Selected excerpt:
****************************************

Yuri continued analytics work on SMS/USSD pilot data. Post hoc analysis was performed on WML usage after its deprecation; it is still low, although obtaining more low-end phones to check for how well HTML renders and how to enhance the HTML could be useful. Post hoc analysis was also performed on anomalous declines and growth spurts in log lines (not strictly related to pageviews); in the former it much had to do with API changes and in the latter it had much to do with an external polling mechanisms.

With the assistance of the Apps team, User-Agent, Send App Feedback, and Random features were added to the forthcoming reboots of the Android and iOS apps, while making the Share feature for Android allow for a different target app each time and providing code review assistance on the Android and iOS apps code; proof of concept for fulltext search was started on iOS. Wikipedia for Firefox OS bugfixes were also pushed to production. Screencap workflows and preload information was put together for the Android reboot with respect to Wikipedia Zero as well.

The team worked with Ops on forward planning in light of the extremely infrastructure-oriented nature of the program. Quarterly review as held with the ED, VP of Engineering, and the W0 cross-functional team, and the W0 cross-functional team reviewed presentation material for publication. The team also continued work on additional proxy and gateway support. To help partner tech contacts, the team worked on reformatting the tech partner introductory documentation.

Finally, the team explored proactive MCC/MNC-to-IP address drift correction, and will be emailing the community for input soon.

Wikipedia Zero (partnerships)

****************************************

Information shown:
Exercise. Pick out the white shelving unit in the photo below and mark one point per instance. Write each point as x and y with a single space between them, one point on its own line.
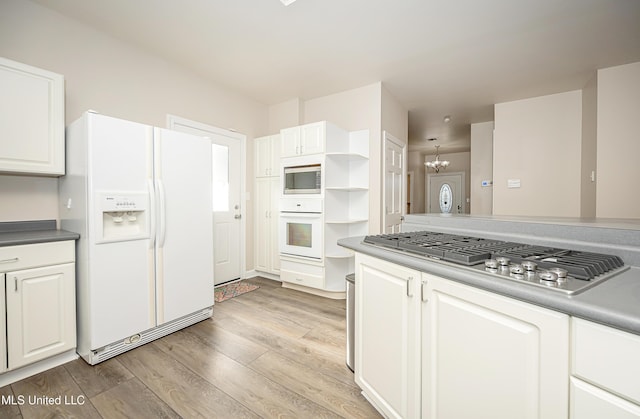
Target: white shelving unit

****************************************

Directive 1: From the Wikipedia Zero report, repeat the part that opens with the words containing "The team worked with" and closes with "partner introductory documentation.".
Directive 2: In the Wikipedia Zero report, which features were added to the forthcoming reboots of the Android and iOS apps?

Complete response 1:
The team worked with Ops on forward planning in light of the extremely infrastructure-oriented nature of the program. Quarterly review as held with the ED, VP of Engineering, and the W0 cross-functional team, and the W0 cross-functional team reviewed presentation material for publication. The team also continued work on additional proxy and gateway support. To help partner tech contacts, the team worked on reformatting the tech partner introductory documentation.

Complete response 2: User-Agent, Send App Feedback, and Random.